◆ **Document extract**
He has already shared it in the earlier post... Exactly what more are you looking for?


----------



## Darrenldn (Nov 30, 2015)

andreyx108b said:


> Suppose to be this Friday mate, you will receive an invite after midnight on Friday (Aus time).


Excellent


----------



## bhavna1990 (Oct 20, 2015)

gnt said:


> Simeono34 said:
> 
> 
> > No, my occupation is Agricultural Engineer.
> ...


Hi Gnt, 

How do you say a Nov 6 DOE will get invited in March? There is currently a little less than 2 month time gap. I reckon it would be first round of January. Can you please tell me how you calculated March.


----------



## Kumar8081 (Sep 6, 2015)

Thanks a lot. I have received my wife ACS today and am about to update my EOI to 65 points today. Hoping to receive invite in Dec.:fingerscrossed:


dhijaj said:


> Yes with 65s you can get invite asap
> 
> 
> Sent from my iPhone using Tapatalk


----------



## KeeDa (Sep 1, 2014)

prash1980 said:


> HiKeeda,
> 
> Can you please send me link for invitation roundss?


They changed it to https://www.border.gov.au/Busi/Empl/skillselect


----------



## rajivtechno (Jan 4, 2014)

nasti said:


> her points breakdown is as below :
> 
> age 30
> language 0
> ...



Does she have Australian experience ?


----------



## aspiring_aussie (Nov 11, 2015)

Can any one help!!
I have applied for NSW state sponsorship and still awaiting approval but wanted to get my PCC sorted in the mean time...
I got my PCC for UK but when I am trying to get it from India (Gurgaon) the say I need to submit a request from embassy for PCC...

Has any one faced similar issues?? How can you front load the documents if you need to wait for the request...
Any comments will be appreciated!!


----------



## KeeDa (Sep 1, 2014)

aspiring_aussie said:


> Can any one help!!
> I have applied for NSW state sponsorship and still awaiting approval but wanted to get my PCC sorted in the mean time...
> I got my PCC for UK but when I am trying to get it from India (Gurgaon) the say I need to submit a request from embassy for PCC...
> 
> ...


I hope you tried at passport PSK. Some were asked for such documents and for them, their invitation to apply for visa (pdf) along with a snapshot of character/ PCC requirements section of DIBP checklist (Skilled Independent visa (subclass 189) document checklist) did the trick.


----------



## ajaynair14 (Nov 8, 2015)

Can anybody help me to know by when I can expect the Invitation for the EOI submitted on 8th Nov. Thanks

EOI Submitted on 8th Nov with 60 points under ANSCO - 261311. Sub Class - 189


----------



## psirimalla (Jun 29, 2009)

ajaynair14 said:


> Can anybody help me to know by when I can expect the Invitation for the EOI submitted on 8th Nov. Thanks
> 
> EOI Submitted on 8th Nov with 60 points under ANSCO - 261311. Sub Class - 189



let me give you my example: 
I applied on 18th June 2015 with 60 points- 2613* still waiting.


----------



## Kumar8081 (Sep 6, 2015)

Hi All,

I have updated my EOI today with 65 points for 2613 Software Engineer. I don't know that I am invited, after reading series of discussions on one thread I came to know that we have to check in Skill select to see the status without waiting for email. Now it shows the status as INVITED. Shocking guys, such as fast INVITE. Thanks a ton for this forum. :dance:



psirimalla said:


> let me give you my example:
> I applied on 18th June 2015 with 60 points- 2613* still waiting.

◆ **Stored rows**
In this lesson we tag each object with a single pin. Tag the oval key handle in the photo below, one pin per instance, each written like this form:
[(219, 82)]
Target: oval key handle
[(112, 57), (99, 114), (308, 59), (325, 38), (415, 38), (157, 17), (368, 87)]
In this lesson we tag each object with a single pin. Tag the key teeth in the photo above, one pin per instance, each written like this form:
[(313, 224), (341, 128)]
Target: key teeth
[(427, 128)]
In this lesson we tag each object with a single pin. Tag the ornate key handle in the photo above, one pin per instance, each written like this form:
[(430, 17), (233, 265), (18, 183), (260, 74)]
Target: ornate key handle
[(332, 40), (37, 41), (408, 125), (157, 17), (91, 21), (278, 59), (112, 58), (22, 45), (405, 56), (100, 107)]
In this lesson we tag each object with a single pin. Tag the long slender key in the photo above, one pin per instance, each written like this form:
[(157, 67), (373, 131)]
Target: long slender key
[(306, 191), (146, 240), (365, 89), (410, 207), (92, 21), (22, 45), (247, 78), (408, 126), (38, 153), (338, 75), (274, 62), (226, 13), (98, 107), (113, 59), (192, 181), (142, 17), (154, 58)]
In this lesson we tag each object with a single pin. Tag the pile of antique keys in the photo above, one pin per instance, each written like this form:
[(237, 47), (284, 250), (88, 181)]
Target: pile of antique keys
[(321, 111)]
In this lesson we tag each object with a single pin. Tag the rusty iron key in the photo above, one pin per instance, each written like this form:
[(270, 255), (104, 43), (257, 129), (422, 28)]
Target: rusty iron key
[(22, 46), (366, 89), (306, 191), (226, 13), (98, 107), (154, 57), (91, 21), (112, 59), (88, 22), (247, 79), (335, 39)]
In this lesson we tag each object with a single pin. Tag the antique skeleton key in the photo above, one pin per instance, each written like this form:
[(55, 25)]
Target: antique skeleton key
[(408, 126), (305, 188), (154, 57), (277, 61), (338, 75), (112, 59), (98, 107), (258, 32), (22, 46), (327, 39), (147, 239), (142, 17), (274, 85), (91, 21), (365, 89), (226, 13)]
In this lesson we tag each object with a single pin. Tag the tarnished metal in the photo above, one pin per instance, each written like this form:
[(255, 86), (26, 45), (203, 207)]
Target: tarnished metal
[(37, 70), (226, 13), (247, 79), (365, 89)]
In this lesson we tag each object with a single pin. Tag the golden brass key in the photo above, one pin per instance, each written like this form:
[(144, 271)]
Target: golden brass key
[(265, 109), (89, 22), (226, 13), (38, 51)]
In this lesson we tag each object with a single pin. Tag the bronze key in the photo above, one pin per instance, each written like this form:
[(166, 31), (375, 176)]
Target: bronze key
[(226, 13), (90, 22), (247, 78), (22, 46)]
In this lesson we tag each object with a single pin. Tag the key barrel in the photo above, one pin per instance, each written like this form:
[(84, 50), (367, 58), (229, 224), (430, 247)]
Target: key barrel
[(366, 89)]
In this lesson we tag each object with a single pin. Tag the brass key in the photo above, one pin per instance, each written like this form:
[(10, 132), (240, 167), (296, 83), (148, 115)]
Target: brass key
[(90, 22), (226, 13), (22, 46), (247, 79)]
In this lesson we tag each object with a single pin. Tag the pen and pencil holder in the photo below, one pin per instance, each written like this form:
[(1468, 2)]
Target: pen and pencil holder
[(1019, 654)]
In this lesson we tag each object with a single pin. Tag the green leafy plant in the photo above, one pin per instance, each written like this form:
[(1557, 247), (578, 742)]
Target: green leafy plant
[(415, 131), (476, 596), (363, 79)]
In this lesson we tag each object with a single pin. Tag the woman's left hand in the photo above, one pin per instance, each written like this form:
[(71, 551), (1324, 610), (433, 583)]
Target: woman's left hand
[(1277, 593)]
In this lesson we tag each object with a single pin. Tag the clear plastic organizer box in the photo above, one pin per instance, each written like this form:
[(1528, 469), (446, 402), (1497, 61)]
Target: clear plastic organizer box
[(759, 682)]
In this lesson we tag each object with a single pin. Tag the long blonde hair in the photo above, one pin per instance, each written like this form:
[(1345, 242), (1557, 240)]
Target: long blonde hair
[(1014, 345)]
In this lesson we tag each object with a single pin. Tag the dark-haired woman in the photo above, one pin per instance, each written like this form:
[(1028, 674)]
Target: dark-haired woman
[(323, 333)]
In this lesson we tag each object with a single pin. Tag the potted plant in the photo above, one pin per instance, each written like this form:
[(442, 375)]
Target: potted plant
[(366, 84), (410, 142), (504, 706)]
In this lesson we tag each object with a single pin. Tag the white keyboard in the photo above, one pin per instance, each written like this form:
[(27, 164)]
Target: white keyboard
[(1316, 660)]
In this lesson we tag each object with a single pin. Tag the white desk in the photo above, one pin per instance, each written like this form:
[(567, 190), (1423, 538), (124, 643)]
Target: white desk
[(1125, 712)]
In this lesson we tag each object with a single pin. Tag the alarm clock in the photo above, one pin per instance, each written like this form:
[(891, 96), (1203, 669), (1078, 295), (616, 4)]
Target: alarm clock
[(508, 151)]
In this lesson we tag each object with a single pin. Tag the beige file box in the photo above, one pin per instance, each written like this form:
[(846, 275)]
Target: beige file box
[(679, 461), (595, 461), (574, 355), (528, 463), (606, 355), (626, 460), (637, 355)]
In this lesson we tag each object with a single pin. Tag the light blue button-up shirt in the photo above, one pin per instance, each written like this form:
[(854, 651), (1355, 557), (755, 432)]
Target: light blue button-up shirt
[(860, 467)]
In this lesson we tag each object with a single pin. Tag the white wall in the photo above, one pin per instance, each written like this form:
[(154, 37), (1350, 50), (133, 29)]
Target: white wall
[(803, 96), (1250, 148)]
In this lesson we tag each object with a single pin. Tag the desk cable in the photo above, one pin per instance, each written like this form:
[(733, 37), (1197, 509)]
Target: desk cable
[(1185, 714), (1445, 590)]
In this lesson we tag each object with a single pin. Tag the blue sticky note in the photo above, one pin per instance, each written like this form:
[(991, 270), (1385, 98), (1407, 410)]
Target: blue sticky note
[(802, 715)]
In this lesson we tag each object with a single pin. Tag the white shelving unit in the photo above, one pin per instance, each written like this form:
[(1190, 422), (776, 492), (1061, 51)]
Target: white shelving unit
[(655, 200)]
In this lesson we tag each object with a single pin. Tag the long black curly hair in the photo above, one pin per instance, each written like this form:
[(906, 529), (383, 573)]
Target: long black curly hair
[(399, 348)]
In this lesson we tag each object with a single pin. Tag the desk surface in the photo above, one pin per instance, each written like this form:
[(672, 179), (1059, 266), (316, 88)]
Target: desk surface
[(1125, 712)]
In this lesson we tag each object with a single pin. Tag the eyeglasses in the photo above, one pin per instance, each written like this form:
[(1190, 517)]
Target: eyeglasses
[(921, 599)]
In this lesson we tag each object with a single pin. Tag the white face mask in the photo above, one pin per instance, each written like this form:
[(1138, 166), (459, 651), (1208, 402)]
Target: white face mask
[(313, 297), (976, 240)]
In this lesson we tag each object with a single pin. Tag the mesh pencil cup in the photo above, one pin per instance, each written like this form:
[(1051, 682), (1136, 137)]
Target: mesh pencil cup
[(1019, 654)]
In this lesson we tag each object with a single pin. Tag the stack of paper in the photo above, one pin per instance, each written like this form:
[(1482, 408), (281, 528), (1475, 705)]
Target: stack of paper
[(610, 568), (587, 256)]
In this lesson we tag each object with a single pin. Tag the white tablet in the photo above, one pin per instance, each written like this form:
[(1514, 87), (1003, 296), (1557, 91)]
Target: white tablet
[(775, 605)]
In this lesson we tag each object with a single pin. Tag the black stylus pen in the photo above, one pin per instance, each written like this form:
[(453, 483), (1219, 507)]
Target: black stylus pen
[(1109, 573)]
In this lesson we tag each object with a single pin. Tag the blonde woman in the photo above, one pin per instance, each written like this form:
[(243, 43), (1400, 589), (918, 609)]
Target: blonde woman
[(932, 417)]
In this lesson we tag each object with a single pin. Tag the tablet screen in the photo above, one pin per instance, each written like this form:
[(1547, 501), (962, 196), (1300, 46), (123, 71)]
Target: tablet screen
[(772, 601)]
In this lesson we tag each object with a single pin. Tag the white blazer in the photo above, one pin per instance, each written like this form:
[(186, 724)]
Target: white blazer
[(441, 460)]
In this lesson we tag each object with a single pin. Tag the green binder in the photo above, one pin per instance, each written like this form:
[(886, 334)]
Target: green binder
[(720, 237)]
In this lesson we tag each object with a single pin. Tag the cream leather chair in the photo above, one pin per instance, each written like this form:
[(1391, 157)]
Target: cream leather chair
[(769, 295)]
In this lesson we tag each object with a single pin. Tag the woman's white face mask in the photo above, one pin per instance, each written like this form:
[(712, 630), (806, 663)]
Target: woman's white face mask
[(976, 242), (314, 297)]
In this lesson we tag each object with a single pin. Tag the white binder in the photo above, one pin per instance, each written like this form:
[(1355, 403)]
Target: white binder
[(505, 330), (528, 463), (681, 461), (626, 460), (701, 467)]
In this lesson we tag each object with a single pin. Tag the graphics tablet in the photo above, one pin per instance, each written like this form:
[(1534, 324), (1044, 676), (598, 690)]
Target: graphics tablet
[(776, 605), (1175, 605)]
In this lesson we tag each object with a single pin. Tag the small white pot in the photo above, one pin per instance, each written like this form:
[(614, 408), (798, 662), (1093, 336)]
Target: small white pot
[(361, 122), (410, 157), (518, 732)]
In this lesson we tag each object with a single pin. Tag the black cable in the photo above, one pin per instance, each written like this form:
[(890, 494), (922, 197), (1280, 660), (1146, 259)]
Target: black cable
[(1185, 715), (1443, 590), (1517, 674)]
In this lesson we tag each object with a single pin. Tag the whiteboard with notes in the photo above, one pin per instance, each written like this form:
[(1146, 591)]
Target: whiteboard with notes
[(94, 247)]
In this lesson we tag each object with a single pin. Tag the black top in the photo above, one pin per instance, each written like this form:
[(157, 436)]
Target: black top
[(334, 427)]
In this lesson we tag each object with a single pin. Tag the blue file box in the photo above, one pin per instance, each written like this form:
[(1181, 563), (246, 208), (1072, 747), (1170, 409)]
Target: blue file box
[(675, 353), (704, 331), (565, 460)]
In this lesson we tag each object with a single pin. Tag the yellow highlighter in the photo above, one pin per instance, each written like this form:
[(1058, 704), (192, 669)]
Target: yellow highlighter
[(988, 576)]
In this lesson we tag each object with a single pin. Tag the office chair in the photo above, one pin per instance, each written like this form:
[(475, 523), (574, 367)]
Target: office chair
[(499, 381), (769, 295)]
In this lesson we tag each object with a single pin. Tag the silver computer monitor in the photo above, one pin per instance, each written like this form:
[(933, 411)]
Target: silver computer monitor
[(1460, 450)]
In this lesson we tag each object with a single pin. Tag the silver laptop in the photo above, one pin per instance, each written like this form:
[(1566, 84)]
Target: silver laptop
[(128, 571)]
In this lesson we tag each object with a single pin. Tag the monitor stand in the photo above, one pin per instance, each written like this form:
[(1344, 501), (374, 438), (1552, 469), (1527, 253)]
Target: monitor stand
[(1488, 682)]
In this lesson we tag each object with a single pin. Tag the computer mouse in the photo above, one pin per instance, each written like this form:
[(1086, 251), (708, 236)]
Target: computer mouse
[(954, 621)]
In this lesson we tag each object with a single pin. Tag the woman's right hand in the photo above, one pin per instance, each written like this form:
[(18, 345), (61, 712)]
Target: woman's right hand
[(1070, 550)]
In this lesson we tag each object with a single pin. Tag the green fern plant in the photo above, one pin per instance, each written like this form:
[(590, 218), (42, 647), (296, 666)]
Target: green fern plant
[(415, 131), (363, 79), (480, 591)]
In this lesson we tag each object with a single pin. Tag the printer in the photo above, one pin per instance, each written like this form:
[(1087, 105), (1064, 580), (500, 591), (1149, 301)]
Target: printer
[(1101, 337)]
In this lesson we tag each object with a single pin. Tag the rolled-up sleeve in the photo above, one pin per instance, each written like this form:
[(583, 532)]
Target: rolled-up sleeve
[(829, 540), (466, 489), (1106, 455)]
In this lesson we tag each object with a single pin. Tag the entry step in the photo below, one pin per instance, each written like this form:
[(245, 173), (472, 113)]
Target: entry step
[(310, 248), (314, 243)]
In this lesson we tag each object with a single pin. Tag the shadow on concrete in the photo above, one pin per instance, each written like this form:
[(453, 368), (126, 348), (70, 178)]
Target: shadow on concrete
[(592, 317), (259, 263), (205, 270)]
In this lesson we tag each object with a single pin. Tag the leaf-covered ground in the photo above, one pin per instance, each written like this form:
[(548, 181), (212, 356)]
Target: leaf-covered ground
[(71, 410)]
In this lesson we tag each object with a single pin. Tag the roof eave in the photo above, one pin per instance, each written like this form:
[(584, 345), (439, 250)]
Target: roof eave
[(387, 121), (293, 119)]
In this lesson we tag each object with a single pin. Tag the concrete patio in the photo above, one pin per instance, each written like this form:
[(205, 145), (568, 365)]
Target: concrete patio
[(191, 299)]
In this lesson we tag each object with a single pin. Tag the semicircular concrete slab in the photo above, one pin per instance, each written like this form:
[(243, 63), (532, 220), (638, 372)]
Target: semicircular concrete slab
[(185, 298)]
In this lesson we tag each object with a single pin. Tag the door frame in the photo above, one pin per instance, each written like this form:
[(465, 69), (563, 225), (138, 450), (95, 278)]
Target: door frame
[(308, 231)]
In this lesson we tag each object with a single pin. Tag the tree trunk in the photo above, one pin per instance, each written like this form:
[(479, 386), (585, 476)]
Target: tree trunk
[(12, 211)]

◆ **Task instructions**
From the forum thread, copy word for word the part that opens with the words containing "I hope you tried" and closes with "(Nov 8, 2015)". The rows are separate material and have nothing to do with the forum thread.

◆ **Full output**
I hope you tried at passport PSK. Some were asked for such documents and for them, their invitation to apply for visa (pdf) along with a snapshot of character/ PCC requirements section of DIBP checklist (Skilled Independent visa (subclass 189) document checklist) did the trick.


----------



## ajaynair14 (Nov 8, 2015)